===== EXTRACT TO READ =====
Bottas qualified second for the Azerbaijan Grand Prix behind teammate Lewis Hamilton, but dropped back after contact with Kimi Raikkonen at Turn 2 on the opening lap, sustaining a puncture.

Bottas fell a lap down on the field immediately, but was waved past and able to get back onto the lead lap during the first safety car period.

From there, Bottas produced a stunning fightback, dodging the minefield of incidents through the race to eventually cross the line second after a drag race to the checkered flag with Williams’ Lance Stroll.

“Today was a crazy race, especially for me. I had a puncture on the first lap after the contact with Kimi on Lap 1,” Bottas said.

“I was a lap down, then had to overtake the field under the Safety Car. The second Safety Car after that really helped me out and, step by step, I moved forward from there.
===== LISTED RECORDS =====
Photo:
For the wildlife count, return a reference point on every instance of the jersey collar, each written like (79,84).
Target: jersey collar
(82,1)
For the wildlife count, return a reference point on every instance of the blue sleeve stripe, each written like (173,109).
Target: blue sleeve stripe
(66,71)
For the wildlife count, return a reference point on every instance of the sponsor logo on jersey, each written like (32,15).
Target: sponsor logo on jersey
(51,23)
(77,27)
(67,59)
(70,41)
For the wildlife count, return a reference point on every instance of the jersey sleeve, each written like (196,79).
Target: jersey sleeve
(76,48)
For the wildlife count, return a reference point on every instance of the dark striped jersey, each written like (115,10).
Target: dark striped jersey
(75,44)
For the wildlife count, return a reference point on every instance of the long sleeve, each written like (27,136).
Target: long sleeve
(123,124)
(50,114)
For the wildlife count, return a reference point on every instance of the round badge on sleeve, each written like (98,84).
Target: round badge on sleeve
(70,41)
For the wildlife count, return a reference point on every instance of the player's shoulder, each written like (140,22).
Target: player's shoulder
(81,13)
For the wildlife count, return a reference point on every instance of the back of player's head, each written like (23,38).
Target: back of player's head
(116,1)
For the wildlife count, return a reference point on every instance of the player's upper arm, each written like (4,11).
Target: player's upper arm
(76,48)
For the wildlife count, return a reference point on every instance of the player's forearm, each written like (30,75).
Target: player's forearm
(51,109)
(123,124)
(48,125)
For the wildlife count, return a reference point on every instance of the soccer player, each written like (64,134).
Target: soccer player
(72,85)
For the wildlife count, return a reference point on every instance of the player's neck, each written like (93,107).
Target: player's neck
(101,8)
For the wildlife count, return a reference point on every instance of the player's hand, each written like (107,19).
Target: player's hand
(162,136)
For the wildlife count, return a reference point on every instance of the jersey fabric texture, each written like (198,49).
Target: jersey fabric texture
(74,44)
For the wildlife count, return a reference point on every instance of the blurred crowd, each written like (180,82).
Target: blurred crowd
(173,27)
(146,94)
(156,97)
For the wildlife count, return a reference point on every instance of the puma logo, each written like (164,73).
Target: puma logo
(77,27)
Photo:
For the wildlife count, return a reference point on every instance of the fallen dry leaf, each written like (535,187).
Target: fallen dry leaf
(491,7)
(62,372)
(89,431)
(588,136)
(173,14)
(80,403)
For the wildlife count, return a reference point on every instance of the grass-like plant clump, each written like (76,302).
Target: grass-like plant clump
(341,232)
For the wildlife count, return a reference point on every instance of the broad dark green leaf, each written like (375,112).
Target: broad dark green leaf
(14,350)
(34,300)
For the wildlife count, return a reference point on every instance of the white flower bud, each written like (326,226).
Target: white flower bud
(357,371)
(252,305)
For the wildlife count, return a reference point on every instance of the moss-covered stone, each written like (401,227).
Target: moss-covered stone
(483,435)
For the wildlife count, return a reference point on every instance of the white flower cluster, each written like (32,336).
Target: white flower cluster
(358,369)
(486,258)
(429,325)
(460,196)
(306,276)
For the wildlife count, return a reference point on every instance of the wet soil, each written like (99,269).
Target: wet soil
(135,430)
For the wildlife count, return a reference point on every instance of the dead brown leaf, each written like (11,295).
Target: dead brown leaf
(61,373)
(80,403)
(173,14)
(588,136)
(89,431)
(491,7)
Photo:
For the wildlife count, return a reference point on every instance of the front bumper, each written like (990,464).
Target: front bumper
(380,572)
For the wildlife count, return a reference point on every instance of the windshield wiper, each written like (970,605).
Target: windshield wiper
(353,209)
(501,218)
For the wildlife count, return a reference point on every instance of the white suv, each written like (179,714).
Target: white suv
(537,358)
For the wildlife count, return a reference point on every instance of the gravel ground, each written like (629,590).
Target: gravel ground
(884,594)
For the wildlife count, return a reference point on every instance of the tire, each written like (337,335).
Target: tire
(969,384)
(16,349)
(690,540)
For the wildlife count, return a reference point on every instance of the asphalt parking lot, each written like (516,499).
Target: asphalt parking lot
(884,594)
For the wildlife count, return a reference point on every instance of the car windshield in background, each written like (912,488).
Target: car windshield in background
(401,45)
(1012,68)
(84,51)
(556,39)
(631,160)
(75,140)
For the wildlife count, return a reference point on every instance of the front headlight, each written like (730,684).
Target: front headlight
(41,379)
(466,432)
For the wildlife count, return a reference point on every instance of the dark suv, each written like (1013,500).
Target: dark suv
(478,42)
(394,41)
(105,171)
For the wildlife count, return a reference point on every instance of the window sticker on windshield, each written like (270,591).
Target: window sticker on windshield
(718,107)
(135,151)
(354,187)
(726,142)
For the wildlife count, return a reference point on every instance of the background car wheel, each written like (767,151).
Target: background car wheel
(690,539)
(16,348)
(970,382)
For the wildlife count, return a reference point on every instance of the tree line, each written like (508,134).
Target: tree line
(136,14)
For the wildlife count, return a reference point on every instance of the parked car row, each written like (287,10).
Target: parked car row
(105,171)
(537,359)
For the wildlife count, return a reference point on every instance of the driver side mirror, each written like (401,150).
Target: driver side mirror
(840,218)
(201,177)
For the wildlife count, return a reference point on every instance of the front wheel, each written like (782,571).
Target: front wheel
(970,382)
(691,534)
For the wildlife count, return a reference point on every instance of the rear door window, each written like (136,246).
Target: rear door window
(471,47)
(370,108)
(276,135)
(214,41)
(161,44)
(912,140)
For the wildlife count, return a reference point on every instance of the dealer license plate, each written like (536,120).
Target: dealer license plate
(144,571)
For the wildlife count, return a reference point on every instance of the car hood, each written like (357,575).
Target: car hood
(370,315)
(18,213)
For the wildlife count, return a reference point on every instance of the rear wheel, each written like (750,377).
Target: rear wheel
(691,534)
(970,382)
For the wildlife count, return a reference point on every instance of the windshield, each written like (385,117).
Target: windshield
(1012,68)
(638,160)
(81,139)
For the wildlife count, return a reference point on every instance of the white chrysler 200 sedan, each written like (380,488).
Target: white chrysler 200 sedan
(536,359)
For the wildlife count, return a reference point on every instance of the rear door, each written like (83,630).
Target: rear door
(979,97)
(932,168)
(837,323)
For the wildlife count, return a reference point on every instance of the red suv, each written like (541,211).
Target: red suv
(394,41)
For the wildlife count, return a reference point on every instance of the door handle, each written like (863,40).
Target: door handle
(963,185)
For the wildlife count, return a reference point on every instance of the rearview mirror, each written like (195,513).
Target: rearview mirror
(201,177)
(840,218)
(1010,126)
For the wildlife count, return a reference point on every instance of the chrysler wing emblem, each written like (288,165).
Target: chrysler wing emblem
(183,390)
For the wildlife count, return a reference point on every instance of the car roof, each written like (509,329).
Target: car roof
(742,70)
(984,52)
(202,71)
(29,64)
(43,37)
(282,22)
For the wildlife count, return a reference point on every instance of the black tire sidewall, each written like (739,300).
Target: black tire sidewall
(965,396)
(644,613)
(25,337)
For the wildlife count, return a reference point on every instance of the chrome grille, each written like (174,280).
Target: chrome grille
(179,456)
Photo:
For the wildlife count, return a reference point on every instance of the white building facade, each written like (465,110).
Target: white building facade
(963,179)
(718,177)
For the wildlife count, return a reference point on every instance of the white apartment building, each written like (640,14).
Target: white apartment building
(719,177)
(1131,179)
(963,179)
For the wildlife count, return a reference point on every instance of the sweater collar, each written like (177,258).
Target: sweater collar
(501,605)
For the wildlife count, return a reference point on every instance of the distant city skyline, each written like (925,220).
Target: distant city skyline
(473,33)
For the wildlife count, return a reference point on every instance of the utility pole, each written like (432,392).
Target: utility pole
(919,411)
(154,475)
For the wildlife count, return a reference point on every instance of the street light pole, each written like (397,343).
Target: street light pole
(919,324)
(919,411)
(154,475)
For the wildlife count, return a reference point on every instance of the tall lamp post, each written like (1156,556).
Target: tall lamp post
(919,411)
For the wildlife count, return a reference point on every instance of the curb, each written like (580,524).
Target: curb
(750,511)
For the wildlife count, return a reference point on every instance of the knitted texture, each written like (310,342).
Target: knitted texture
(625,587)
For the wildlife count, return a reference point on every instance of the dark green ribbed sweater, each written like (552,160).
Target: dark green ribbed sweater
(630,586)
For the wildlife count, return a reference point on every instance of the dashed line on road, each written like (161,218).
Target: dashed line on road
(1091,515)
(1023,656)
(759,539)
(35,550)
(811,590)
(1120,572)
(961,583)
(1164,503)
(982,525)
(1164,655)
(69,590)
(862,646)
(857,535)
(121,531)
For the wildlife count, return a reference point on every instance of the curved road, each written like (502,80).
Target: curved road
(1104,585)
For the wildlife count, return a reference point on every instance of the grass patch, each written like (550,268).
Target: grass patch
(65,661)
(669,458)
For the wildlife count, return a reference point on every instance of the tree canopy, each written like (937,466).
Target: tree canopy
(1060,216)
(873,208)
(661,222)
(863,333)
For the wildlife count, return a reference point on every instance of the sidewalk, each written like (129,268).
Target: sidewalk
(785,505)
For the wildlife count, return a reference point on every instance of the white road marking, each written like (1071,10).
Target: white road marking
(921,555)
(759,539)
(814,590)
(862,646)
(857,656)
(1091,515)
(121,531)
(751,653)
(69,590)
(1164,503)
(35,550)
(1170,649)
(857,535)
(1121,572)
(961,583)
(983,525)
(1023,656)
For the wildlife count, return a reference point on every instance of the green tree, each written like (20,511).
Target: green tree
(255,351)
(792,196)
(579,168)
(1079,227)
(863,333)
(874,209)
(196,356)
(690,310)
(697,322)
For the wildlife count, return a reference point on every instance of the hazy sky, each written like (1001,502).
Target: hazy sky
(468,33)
=====
> WRITTEN REQUEST 1
In the report on Bottas's Azerbaijan Grand Prix, which driver did Bottas race to the checkered flag at the finish?
> WRITTEN REQUEST 2
Reproduce a passage from the report on Bottas's Azerbaijan Grand Prix. Begin at the words "Bottas fell a" and stop after the words "Williams’ Lance Stroll.".
> WRITTEN REQUEST 3
Resume the report on Bottas's Azerbaijan Grand Prix from the point where it stops.

> RIGHT ANSWER 1
Williams' Lance Stroll.

> RIGHT ANSWER 2
Bottas fell a lap down on the field immediately, but was waved past and able to get back onto the lead lap during the first safety car period.

From there, Bottas produced a stunning fightback, dodging the minefield of incidents through the race to eventually cross the line second after a drag race to the checkered flag with Williams’ Lance Stroll.

> RIGHT ANSWER 3
“My main goal today was to fight for the win but that went out of the window after the first lap. I was actually last at one point, but I got my head down, gave it absolutely everything and tried to get the absolute maximum out of every single corner.

“We didn’t quite manage to win but P2 from where we were is a great feeling. Importantly for the team, we scored more points in the fight with Ferrari and I got some good points for myself as well.”

Bottas ultimately finished as Mercedes’ lead driver following Lewis Hamilton’s second pit stop when his headrest came loose, resigning the Briton to fifth place at the checkered flag.